- [DATA RECORDS]
[Start of section]

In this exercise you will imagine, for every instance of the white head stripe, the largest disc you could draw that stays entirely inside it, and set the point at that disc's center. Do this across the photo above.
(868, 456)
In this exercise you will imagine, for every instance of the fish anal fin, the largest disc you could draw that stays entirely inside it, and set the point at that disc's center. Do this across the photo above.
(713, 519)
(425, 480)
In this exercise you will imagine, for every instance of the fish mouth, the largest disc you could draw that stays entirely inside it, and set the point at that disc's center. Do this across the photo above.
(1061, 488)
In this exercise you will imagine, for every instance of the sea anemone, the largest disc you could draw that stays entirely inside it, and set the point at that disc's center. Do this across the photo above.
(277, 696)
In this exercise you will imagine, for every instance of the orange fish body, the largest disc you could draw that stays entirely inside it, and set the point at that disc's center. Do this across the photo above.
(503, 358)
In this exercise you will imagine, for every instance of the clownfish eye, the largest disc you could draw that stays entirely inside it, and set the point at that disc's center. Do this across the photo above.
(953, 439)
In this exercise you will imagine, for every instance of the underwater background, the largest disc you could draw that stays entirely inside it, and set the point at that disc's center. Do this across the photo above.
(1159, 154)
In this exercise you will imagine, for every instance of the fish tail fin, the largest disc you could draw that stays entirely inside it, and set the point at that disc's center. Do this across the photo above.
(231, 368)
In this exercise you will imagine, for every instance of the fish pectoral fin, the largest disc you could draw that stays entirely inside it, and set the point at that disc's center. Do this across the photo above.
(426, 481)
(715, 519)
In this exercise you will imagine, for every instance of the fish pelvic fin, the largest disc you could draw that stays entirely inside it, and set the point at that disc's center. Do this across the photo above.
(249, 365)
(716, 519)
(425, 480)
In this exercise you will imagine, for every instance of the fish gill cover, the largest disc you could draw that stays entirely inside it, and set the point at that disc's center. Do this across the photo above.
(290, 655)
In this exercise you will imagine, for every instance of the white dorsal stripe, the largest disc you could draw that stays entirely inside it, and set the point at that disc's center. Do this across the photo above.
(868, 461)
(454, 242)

[End of section]

Write out, please, only the lines from the one with "the fish tail" through the last line above, both included and unchanged.

- [RESPONSE TO THE EXERCISE]
In this exercise you will imagine, for every instance of the fish tail fin, the largest disc you could draw that stays entirely inside it, and set the point at that disc's center. Do this across the photo above.
(231, 368)
In this exercise you will imagine, for every instance of the fish pectoral fin, the largest disc you could draw that stays entirely inside it, and set the point at that disc's center. Do this across the photo above.
(426, 481)
(715, 519)
In this exercise you will imagine, for every instance of the fish pelvic fin, the largest disc you could draw that stays entirely inside it, and set the point at that disc's center. Do this across the photo above.
(249, 365)
(716, 519)
(425, 480)
In this exercise you will imagine, for every instance of the fish gill cover, the largest disc you could draw that stays entirely inside it, and set the point at that disc's center. Do this across the photo above.
(290, 655)
In this exercise you will imagine, for every instance of the white dorsal stripe, the largest disc you could draw that stays entirely inside it, and set the point at that disc's center. Do this across the photo above.
(868, 461)
(454, 242)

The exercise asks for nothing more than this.